PROMPT: Print the entries below in their entirety, exactly as they are written.

-- DATA FOR ANALYSIS follows --

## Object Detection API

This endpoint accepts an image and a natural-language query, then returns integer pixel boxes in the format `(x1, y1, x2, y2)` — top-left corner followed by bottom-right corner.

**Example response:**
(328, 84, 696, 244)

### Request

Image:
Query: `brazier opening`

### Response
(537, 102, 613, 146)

-- DATA FOR ANALYSIS concluded --

TASK SOLUTION:
## Object Detection API

This endpoint accepts an image and a natural-language query, then returns integer pixel boxes in the format `(x1, y1, x2, y2)` — top-left corner followed by bottom-right corner.

**Example response:**
(328, 84, 696, 244)

### Request

Image:
Query: `brazier opening`

### Response
(537, 102, 613, 146)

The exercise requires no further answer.